DESCRIPTION OF THE TASK:
Repeat exactly the lines that run from the one containing "and white striped" to the end of the data, and leave out all others.

ENTRIES SHOWN:
********

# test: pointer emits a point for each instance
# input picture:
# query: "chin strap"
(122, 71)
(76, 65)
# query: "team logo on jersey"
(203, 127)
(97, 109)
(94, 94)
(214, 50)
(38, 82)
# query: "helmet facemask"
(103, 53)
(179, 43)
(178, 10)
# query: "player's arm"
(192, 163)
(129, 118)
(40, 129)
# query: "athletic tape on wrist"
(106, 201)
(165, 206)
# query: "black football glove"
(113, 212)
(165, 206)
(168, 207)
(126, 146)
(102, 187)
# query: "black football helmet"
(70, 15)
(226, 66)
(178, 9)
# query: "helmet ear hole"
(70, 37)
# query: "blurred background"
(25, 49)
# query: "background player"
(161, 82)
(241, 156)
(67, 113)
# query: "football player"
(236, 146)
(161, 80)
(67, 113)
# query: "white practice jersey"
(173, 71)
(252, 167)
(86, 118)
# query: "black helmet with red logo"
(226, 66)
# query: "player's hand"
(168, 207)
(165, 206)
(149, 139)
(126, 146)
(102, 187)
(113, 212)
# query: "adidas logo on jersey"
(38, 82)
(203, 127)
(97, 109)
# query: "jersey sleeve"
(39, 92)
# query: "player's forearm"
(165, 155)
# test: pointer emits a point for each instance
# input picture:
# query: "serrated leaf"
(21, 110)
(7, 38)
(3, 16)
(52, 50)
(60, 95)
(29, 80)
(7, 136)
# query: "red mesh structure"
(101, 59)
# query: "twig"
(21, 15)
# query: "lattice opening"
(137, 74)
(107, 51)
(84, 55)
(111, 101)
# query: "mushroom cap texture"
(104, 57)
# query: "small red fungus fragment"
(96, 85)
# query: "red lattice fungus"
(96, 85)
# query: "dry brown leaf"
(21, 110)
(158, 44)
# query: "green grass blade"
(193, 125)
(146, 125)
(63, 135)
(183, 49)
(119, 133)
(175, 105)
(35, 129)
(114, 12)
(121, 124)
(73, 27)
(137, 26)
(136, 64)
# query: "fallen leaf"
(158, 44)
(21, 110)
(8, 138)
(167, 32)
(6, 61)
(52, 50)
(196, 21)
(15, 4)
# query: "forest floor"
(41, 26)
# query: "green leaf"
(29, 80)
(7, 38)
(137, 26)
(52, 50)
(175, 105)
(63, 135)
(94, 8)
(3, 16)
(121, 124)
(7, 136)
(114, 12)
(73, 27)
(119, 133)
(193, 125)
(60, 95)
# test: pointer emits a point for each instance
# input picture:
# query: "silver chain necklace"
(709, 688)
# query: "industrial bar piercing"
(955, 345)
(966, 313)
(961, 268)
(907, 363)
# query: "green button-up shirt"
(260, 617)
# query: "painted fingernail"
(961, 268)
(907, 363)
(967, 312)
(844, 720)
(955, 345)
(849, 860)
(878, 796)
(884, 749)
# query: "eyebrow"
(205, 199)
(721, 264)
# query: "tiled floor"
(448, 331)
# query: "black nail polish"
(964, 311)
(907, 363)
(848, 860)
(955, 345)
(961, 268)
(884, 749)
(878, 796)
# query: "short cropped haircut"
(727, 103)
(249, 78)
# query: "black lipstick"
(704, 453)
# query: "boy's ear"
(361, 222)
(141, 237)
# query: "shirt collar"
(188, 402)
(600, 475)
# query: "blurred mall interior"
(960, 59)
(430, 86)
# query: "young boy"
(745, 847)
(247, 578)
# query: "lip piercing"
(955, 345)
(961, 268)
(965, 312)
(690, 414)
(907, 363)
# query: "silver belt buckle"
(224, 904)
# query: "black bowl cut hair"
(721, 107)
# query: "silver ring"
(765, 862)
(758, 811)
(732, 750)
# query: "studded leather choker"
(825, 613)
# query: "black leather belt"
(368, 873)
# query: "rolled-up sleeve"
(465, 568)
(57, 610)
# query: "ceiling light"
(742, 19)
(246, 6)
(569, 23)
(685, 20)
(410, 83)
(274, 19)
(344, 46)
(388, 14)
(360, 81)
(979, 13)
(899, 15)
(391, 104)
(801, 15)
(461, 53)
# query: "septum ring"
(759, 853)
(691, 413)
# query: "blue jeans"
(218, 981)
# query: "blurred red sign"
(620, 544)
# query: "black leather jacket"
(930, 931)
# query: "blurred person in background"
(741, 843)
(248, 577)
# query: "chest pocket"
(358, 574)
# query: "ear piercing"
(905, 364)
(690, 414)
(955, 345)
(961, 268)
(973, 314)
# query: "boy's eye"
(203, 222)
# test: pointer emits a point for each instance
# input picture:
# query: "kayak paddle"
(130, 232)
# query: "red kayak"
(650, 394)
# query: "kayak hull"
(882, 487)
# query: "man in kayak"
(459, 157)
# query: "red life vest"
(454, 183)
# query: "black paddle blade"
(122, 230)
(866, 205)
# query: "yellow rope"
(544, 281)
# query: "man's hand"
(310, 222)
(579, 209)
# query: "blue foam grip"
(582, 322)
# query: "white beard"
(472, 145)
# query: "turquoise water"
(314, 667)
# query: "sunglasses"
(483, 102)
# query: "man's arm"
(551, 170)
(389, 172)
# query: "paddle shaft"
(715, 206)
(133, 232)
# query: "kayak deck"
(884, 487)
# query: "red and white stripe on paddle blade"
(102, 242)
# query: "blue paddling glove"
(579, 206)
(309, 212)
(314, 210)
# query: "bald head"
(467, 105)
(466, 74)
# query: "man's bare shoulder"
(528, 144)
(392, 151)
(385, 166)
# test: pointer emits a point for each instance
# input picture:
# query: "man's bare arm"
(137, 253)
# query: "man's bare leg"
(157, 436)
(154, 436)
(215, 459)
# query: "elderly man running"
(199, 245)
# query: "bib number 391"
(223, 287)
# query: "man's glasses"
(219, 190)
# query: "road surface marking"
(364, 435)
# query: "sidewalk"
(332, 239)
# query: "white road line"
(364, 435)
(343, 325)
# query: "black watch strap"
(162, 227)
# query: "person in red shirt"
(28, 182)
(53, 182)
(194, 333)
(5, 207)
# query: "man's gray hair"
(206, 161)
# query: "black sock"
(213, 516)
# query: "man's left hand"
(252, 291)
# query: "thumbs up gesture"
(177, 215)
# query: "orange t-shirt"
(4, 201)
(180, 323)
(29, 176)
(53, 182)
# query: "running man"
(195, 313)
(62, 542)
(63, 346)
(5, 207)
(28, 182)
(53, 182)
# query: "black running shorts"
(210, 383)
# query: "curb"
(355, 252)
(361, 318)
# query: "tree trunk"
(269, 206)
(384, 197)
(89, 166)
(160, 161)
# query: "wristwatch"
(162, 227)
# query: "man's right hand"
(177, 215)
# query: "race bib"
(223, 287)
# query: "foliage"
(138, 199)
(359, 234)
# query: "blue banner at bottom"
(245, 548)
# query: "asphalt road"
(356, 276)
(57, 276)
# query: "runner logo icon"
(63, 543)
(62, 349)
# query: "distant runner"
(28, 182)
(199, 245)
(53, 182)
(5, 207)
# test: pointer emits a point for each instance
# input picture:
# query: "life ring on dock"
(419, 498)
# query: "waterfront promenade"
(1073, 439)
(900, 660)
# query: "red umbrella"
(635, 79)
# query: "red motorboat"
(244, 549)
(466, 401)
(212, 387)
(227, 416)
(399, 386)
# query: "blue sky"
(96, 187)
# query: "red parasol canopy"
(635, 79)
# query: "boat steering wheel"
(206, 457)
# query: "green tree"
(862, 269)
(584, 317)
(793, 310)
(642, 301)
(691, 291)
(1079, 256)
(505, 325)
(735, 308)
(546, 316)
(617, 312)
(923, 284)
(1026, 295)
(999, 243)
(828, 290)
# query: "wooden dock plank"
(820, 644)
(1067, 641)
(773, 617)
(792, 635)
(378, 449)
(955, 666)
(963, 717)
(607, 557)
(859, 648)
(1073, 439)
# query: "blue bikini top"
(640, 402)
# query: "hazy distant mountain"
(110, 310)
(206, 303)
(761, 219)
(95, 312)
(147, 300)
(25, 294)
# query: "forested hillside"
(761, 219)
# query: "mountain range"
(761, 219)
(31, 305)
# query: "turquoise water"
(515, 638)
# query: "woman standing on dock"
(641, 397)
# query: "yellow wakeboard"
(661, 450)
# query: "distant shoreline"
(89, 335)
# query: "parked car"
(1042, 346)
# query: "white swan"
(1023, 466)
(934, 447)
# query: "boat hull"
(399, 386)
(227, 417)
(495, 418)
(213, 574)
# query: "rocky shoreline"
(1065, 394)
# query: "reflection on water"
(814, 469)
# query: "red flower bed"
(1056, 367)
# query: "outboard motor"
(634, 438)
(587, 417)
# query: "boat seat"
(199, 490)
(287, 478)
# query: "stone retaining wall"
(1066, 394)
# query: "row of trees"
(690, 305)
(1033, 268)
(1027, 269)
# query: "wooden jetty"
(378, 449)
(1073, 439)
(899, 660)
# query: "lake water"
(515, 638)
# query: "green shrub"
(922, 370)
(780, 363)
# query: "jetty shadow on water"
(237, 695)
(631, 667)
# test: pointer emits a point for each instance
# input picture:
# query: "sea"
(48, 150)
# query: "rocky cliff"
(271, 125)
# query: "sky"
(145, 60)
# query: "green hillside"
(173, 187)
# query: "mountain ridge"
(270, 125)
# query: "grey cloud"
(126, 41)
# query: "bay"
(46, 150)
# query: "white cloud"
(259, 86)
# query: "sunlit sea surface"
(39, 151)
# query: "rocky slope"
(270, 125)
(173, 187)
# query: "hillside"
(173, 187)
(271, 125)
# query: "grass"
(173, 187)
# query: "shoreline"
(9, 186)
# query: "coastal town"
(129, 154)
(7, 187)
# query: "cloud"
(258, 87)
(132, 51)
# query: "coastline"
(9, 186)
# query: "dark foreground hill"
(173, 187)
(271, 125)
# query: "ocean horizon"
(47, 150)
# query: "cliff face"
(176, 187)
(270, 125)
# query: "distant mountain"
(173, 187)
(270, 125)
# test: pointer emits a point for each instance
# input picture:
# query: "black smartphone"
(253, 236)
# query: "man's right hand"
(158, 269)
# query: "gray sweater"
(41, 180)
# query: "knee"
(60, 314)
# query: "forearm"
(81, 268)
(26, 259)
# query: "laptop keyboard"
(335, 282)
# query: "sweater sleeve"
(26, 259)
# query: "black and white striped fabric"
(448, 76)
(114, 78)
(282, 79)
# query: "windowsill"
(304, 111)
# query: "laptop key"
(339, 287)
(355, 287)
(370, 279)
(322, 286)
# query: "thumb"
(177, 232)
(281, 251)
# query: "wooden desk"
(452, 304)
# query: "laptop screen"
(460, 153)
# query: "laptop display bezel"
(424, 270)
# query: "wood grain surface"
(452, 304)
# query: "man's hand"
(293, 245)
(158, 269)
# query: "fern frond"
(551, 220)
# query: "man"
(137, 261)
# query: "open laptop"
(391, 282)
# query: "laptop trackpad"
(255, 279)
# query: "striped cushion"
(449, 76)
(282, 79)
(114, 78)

********

RESPONSE BELOW:
# query: "black and white striped fabric"
(448, 76)
(114, 78)
(282, 79)
# query: "windowsill"
(304, 111)
# query: "laptop key"
(339, 287)
(355, 287)
(370, 279)
(322, 286)
# query: "thumb"
(177, 232)
(281, 251)
# query: "wooden desk"
(452, 304)
# query: "laptop screen"
(460, 153)
# query: "laptop display bezel"
(424, 270)
# query: "wood grain surface"
(452, 304)
# query: "man's hand"
(293, 245)
(158, 269)
# query: "fern frond"
(551, 220)
# query: "man"
(137, 261)
# query: "open laptop"
(391, 282)
# query: "laptop trackpad"
(255, 279)
# query: "striped cushion"
(449, 76)
(282, 79)
(114, 78)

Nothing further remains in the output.